# Problem details
Below are records to be output exactly, every one of them.

%%

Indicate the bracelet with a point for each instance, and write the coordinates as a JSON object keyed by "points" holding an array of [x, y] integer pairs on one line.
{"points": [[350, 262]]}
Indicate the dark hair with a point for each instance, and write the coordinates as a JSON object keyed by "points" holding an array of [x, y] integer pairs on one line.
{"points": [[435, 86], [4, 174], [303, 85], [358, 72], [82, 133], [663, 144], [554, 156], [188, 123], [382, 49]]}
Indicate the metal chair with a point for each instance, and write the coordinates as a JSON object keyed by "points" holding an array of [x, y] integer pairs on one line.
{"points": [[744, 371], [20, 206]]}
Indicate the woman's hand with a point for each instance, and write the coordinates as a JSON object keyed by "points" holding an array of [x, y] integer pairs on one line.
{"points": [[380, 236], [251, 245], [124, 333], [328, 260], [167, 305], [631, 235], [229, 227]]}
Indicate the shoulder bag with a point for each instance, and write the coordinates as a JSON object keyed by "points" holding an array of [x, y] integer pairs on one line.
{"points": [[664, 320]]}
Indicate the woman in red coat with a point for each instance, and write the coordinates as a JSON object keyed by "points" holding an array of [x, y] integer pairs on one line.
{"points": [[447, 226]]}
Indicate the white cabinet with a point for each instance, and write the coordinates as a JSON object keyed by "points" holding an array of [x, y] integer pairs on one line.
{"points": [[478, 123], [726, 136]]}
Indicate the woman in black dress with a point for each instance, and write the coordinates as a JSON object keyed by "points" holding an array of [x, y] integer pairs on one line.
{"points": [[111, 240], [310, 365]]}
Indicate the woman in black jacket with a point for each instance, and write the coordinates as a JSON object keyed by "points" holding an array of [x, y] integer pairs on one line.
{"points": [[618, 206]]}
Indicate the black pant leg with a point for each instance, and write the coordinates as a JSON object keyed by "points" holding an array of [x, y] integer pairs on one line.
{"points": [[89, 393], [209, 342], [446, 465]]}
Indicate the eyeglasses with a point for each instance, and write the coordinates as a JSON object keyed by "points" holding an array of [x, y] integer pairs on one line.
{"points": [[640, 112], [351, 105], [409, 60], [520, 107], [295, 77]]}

%%

# Output
Indicate the bracelet with a point for each instance, and write the coordinates as a JSON object keyed by "points" holding an array of [x, y] integer pairs on one line.
{"points": [[350, 262]]}
Indicate the dark hair with a point for each instance, and write the coordinates as a JSON object keyed by "points" holding an array of [x, y] integer pairs on one line.
{"points": [[435, 86], [4, 174], [303, 85], [358, 72], [82, 133], [663, 144], [554, 156], [188, 123], [382, 49]]}
Indicate the metal chair with a point for each instance, and write the coordinates as a JSON object keyed by "points" holding an array of [x, y] integer pairs on one line.
{"points": [[744, 371], [20, 206]]}
Indicate the woman's hand with a point for each instance, and write the coordinates as a JSON object keyed by "points" holding an array of [x, y] integer pairs on one line.
{"points": [[380, 236], [251, 245], [124, 333], [328, 260], [167, 305], [631, 235], [229, 227]]}
Indicate the shoulder bag with a point for each instance, and write the coordinates as a JSON object keyed by "points" holding an array of [x, y] integer pairs on one line.
{"points": [[664, 320]]}
Indicate the woman in red coat with a point for each instance, and write the coordinates as a JSON object keyed by "points" holding an array of [x, y] integer pairs on one line.
{"points": [[447, 226]]}
Indicate the white cabinet with a point for each instance, and write the coordinates as a JSON object keyed by "points" holding an array of [x, y] integer pairs on one line.
{"points": [[478, 123], [726, 136]]}
Indicate the woman in black dress with a point for each instance, and write the coordinates as a JSON object keyed by "points" holding an array of [x, y] integer pairs on one line.
{"points": [[111, 240], [310, 365]]}
Indicate the woman in black jacket with a point for each instance, and write the coordinates as a JSON object keyed by "points" holding an array of [x, y] integer pairs on one line.
{"points": [[618, 206]]}
Indicate the black pant leg with a point for each instance, and write the coordinates as a JSON object keyed by "points" holding an array of [x, y] integer pairs on one line.
{"points": [[89, 393], [209, 342], [446, 465]]}
Indicate the eyeglasses with a point for each instance, and write the coordinates as a JSON object keyed by "points" holding an array of [x, y] integer pairs on one line.
{"points": [[640, 112], [351, 105], [409, 60], [520, 107], [295, 77]]}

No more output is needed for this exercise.